→ **TEXT SEGMENT**
•••••
Published Date: 29 January 2020

This year, we at the Social Innovation Exchange (SIX) hosted a Winter School for Hallym University. The 5-day programme in London tackled pressing social issues and started students on their journey to become changemakers. 

Focusing on the theme of ‘Community Spaces in the 21st Century’, we explored how place and social innovation interact to create thriving spaces for the community. The week was held at Calthorpe Community Gardens in King’s Cross where students were set the task to help the community garden think of socially innovative ways to deal with challenges they currently face.

During the week, students went on tours around community spaces and areas of regeneration in London and met many social innovators. One of which was SIX 100 member Amalia Zepou, the former Vice Mayor of the Municipality of Athens, Greece. During Amalia’s talk she spoke about the 5 key themes that community spaces might tap into in the 21st century: 

  • Trust

  • Co-governance

  • Ownership

  • Exchange

  • Integration 

Here, we explore how some of the community spaces we visited over the week speak to these themes outlined by Amalia in her talk on how Athens worked with the community to build space to come together to make positive change.
•••••
→ **GIVEN INFORMATION**
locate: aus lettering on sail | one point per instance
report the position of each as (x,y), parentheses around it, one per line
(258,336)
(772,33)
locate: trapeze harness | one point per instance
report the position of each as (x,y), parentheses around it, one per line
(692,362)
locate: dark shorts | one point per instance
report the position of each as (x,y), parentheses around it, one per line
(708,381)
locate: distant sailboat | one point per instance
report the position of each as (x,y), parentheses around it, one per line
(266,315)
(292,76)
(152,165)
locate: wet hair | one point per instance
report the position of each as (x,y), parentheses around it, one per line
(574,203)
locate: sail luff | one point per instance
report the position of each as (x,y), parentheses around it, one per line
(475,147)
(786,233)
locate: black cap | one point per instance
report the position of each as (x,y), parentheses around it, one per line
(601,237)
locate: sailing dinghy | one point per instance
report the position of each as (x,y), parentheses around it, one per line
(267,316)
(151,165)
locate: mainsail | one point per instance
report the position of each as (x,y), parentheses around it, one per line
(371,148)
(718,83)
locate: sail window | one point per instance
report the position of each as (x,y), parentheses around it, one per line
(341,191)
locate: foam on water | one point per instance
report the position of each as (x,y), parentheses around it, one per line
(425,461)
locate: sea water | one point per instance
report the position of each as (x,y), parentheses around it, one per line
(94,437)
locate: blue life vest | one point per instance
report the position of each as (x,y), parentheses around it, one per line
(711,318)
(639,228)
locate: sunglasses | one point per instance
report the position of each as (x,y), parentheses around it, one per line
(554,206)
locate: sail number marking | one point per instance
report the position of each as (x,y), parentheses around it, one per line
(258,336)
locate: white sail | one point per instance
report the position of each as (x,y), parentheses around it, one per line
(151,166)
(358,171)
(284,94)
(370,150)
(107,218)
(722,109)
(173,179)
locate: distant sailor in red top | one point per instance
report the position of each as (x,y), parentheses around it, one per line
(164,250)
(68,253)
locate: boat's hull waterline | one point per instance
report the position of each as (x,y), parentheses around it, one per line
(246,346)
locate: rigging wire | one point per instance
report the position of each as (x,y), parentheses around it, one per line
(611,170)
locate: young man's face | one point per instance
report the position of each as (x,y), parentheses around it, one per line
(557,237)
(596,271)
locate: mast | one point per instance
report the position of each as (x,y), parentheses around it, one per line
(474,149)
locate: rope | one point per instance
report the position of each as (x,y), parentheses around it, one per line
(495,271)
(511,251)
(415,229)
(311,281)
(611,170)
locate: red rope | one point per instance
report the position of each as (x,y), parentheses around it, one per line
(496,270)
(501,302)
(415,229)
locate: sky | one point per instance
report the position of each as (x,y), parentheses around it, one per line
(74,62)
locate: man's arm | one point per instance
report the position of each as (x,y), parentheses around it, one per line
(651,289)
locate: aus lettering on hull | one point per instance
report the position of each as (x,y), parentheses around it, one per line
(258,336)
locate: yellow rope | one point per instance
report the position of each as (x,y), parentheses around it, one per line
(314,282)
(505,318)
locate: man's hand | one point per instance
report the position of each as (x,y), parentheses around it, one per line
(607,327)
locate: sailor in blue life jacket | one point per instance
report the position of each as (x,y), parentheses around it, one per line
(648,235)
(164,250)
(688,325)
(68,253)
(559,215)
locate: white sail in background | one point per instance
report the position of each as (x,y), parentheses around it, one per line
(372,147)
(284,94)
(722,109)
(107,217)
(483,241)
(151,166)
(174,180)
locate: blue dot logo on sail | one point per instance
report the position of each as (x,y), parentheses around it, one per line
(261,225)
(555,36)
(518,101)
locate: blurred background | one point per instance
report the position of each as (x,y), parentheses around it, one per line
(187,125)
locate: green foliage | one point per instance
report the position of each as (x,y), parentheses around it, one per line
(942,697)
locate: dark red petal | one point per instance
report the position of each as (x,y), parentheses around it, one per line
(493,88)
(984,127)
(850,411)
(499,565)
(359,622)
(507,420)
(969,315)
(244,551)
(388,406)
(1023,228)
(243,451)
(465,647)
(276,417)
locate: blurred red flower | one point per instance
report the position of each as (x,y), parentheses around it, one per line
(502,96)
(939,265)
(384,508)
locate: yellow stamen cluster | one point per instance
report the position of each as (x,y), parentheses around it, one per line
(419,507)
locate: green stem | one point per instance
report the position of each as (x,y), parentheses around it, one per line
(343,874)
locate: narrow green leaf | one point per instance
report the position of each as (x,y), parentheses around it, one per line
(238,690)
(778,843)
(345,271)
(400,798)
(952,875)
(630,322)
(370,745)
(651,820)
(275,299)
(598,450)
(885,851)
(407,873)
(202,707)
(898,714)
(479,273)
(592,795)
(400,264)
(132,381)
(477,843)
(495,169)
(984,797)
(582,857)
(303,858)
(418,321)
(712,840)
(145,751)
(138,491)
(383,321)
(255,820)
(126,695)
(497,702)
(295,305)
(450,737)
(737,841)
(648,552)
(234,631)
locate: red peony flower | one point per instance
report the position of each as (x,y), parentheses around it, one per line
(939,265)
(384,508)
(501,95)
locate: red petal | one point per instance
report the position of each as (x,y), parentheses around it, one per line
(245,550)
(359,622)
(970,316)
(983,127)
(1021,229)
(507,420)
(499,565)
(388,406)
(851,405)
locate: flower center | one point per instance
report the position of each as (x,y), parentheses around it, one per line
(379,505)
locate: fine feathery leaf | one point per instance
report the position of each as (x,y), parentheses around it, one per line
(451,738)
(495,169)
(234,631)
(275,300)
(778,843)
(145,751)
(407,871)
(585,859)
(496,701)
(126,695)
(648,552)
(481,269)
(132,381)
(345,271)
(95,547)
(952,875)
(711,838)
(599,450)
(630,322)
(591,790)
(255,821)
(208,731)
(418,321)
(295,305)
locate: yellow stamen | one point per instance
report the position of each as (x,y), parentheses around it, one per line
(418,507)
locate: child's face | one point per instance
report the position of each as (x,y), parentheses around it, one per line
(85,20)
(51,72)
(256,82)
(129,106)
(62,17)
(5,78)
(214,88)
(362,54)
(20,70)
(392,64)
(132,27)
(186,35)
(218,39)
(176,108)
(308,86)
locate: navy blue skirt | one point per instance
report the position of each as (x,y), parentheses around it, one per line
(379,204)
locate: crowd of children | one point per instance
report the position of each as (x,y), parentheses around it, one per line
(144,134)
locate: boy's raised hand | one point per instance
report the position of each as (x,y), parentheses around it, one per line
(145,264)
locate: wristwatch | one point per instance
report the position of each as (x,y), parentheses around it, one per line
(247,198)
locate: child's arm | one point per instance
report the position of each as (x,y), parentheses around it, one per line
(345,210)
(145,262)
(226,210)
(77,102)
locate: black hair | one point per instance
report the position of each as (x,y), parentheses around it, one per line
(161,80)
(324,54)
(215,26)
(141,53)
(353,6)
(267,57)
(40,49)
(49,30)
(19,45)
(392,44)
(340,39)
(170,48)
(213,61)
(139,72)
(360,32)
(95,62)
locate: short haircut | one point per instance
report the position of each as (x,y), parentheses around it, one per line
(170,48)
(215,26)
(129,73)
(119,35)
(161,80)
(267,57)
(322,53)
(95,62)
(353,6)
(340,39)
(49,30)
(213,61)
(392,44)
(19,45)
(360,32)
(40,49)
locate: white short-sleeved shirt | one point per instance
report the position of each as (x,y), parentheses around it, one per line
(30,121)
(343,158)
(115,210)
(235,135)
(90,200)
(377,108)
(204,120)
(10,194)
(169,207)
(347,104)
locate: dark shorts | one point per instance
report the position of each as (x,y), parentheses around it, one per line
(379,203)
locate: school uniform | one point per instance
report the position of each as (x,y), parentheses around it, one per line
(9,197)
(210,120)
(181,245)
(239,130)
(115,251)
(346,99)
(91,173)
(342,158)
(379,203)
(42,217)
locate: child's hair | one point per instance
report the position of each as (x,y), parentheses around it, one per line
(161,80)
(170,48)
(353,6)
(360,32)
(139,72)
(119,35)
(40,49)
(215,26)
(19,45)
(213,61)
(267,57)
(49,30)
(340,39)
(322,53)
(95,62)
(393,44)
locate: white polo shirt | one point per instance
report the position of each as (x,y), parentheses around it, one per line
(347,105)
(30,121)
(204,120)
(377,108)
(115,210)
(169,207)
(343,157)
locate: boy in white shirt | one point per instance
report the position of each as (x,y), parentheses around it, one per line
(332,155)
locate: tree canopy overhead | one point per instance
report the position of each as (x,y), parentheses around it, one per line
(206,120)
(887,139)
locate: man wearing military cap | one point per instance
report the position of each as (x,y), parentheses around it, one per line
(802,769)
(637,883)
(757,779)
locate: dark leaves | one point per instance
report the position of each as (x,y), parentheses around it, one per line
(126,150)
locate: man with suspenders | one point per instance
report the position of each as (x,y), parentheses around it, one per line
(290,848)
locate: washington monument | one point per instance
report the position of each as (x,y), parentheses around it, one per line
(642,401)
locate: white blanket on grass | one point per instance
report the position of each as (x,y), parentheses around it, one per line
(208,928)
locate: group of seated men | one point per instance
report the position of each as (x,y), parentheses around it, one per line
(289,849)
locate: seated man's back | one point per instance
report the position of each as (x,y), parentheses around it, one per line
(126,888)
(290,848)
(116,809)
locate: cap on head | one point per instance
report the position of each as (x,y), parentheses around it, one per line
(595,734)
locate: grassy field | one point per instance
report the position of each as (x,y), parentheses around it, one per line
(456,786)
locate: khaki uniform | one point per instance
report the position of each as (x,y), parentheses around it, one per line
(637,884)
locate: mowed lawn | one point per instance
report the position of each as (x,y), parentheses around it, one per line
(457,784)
•••••
→ **ACTIONS TO TAKE**
1. According to the Winter School post, where was the week-long program held?
2. Reproduce word for word the passage of the Winter School post starting at "During the week, students" and ending at "make positive change.".

→ **SOLUTIONS FOR EACH TASK**
1. Calthorpe Community Gardens in King's Cross

2.
During the week, students went on tours around community spaces and areas of regeneration in London and met many social innovators. One of which was SIX 100 member Amalia Zepou, the former Vice Mayor of the Municipality of Athens, Greece. During Amalia’s talk she spoke about the 5 key themes that community spaces might tap into in the 21st century: 

  • Trust

  • Co-governance

  • Ownership

  • Exchange

  • Integration 

Here, we explore how some of the community spaces we visited over the week speak to these themes outlined by Amalia in her talk on how Athens worked with the community to build space to come together to make positive change.